■ **Given request**
Which lines in the items below contain the word "blue"? Identify each one and copy it out in full, treating uppercase and lowercase as different.
[BEGIN Excerpted data]
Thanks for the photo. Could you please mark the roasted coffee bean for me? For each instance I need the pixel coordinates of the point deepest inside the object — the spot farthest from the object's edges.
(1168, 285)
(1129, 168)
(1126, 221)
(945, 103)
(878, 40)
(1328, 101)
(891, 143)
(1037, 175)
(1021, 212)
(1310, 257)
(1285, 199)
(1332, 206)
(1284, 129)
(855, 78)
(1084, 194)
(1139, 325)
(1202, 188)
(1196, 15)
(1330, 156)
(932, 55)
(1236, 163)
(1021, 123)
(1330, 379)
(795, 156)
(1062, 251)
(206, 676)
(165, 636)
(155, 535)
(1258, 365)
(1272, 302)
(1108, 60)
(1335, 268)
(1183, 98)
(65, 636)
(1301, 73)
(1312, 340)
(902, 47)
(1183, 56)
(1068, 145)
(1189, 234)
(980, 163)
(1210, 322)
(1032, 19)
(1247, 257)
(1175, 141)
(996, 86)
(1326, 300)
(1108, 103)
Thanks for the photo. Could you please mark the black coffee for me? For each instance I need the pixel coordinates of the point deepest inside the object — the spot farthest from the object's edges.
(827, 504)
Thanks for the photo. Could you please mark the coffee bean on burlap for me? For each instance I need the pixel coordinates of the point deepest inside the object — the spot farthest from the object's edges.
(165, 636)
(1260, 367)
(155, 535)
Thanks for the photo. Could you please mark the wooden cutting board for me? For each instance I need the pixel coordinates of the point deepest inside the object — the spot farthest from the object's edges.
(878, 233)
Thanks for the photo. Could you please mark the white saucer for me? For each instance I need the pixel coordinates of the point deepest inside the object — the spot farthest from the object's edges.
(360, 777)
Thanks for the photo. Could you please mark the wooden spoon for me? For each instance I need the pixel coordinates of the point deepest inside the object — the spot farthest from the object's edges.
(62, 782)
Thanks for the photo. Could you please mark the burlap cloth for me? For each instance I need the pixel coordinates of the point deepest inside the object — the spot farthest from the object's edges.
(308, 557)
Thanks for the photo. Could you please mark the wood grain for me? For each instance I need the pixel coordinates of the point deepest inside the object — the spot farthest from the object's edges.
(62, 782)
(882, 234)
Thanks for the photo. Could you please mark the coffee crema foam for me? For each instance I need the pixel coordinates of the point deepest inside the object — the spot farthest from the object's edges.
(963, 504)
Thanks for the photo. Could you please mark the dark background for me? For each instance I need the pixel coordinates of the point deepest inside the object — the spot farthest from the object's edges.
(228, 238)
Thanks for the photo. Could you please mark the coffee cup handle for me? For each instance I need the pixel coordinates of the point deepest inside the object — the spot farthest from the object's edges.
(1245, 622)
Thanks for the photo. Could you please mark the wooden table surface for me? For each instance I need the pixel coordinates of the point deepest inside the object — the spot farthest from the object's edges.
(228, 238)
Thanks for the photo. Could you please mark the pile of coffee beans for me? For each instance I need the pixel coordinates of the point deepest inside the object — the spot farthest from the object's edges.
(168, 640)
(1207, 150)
[END Excerpted data]
[BEGIN Excerpted data]
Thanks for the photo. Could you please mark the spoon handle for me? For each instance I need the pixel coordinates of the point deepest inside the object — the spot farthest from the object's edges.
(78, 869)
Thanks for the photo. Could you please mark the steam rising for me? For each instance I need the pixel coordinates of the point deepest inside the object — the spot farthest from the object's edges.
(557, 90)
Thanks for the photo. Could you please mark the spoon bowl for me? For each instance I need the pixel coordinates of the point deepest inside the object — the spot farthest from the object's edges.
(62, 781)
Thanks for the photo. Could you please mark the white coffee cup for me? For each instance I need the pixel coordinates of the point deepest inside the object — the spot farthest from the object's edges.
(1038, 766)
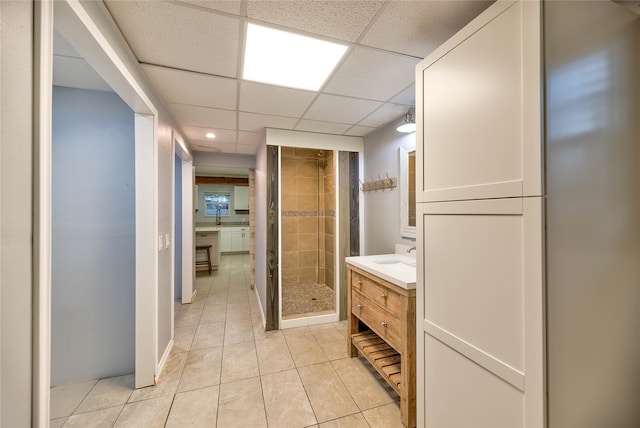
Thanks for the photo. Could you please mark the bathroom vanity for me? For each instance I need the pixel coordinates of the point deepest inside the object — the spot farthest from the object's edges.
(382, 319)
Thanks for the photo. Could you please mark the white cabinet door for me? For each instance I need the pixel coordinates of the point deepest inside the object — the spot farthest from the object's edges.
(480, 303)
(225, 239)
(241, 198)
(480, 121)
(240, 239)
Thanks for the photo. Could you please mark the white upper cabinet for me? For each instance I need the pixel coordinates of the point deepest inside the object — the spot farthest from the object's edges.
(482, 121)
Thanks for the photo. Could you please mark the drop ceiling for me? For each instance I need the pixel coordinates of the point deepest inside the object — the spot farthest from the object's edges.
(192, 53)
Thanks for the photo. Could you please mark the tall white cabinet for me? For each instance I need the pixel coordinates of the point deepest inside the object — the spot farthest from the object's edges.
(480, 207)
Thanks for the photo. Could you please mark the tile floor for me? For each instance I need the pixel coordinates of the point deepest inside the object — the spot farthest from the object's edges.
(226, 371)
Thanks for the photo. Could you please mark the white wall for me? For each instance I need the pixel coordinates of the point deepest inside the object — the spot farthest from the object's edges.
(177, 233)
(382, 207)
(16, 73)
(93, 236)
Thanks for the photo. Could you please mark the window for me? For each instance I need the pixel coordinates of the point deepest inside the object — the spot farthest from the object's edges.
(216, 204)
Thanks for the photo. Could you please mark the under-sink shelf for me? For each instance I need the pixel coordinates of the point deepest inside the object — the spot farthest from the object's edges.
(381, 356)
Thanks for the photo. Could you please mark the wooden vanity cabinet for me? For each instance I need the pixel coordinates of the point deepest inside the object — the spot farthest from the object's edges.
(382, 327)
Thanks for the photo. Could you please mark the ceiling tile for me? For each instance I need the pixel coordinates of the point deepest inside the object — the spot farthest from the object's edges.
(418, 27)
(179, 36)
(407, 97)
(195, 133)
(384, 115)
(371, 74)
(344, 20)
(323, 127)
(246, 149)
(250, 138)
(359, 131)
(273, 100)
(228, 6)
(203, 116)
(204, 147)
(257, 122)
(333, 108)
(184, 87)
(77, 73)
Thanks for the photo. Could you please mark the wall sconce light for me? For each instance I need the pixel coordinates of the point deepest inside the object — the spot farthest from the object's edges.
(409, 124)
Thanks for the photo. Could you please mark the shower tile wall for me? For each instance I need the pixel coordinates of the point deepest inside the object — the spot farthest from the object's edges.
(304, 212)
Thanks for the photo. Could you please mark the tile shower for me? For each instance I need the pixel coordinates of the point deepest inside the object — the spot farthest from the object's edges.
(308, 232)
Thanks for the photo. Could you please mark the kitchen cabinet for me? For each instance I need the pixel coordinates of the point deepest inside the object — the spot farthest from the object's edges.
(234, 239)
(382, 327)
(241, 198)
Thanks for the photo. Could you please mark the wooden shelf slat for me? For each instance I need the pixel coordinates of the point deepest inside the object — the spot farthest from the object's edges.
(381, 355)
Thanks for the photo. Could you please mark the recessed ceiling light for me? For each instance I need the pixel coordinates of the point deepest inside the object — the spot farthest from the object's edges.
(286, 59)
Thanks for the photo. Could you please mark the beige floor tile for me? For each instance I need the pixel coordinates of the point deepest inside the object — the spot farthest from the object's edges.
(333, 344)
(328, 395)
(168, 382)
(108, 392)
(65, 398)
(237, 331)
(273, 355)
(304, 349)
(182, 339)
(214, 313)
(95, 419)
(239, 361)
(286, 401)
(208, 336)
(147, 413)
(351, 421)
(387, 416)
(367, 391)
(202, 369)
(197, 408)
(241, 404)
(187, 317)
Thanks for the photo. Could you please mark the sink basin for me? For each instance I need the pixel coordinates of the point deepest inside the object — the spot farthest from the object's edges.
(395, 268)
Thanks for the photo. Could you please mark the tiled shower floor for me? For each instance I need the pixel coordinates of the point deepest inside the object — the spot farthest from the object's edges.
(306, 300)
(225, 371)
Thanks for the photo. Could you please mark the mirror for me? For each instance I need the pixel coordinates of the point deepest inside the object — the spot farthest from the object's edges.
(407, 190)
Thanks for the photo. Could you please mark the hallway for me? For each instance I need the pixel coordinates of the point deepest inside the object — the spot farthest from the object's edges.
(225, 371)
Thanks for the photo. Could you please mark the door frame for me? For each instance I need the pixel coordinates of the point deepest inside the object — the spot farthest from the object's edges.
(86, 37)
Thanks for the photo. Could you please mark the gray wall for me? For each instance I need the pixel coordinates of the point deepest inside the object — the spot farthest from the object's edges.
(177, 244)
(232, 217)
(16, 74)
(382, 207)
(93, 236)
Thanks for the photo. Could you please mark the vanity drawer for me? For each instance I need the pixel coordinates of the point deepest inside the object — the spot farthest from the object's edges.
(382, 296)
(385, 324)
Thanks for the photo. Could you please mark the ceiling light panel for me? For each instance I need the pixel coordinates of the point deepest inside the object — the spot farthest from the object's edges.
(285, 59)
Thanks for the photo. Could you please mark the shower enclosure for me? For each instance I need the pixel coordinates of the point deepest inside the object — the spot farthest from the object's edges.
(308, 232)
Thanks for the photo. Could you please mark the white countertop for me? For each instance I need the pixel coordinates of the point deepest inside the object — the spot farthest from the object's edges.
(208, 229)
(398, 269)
[END Excerpted data]
[BEGIN Excerpted data]
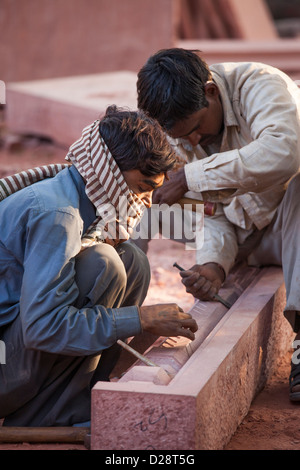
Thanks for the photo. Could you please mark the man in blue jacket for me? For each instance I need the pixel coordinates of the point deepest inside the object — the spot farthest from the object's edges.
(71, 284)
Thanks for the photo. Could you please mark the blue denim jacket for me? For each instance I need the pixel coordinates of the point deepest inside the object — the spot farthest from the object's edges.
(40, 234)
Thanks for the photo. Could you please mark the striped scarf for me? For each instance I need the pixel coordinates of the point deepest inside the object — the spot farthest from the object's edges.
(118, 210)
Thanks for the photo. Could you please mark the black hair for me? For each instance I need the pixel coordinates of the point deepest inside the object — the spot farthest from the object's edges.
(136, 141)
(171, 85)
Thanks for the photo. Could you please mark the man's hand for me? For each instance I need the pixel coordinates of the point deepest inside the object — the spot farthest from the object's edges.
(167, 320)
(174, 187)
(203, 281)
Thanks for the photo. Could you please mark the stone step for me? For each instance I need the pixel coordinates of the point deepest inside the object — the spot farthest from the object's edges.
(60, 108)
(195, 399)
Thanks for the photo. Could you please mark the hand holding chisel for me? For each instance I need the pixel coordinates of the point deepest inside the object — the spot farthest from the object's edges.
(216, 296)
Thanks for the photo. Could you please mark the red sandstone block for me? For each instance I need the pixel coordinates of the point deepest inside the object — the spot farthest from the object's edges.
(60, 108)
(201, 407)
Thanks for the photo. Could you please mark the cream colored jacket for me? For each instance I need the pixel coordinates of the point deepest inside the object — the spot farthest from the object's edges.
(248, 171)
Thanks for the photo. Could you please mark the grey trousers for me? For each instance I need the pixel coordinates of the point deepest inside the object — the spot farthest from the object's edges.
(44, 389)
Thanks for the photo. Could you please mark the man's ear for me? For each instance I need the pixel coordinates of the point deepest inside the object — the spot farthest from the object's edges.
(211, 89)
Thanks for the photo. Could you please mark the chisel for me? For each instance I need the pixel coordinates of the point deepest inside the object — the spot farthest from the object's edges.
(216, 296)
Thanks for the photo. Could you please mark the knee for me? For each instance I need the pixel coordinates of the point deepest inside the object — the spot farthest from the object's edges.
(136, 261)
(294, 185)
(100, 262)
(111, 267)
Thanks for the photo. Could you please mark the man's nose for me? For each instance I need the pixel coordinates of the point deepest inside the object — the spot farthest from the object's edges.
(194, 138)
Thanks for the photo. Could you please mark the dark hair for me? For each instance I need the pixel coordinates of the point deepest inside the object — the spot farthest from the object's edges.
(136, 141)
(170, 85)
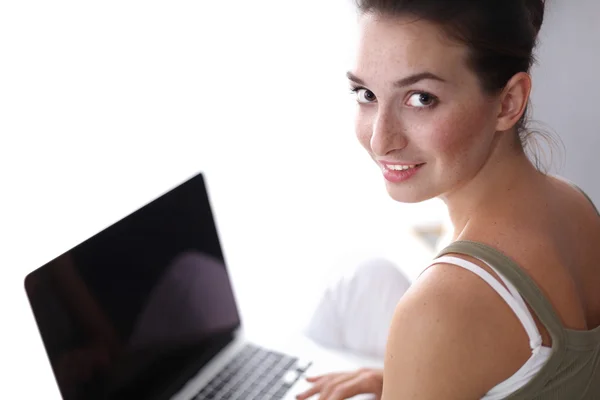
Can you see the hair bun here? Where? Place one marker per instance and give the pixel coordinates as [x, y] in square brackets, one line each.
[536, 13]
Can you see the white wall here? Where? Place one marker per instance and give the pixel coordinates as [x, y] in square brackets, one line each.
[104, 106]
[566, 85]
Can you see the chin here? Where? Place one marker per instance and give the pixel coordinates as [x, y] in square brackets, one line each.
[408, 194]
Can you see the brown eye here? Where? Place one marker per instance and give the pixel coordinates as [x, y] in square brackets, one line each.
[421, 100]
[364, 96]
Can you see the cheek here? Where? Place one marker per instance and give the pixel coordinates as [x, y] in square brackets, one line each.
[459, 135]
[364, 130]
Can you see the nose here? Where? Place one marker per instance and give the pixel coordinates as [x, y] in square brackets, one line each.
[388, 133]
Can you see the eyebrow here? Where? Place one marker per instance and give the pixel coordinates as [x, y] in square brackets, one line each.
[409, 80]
[END Excerpted data]
■ **Solved problem**
Thanks for the photo. Could you please mark the man in blue jacket for me? For each instance I need the pixel coordinates of the point deepest inside the object — the spot farthest from the object's edges.
Thanks for the photo. Could you please mark the blue denim jacket for me? For each instance I need the pixel coordinates of the point deepest inside the object — the spot farthest from the object's edges.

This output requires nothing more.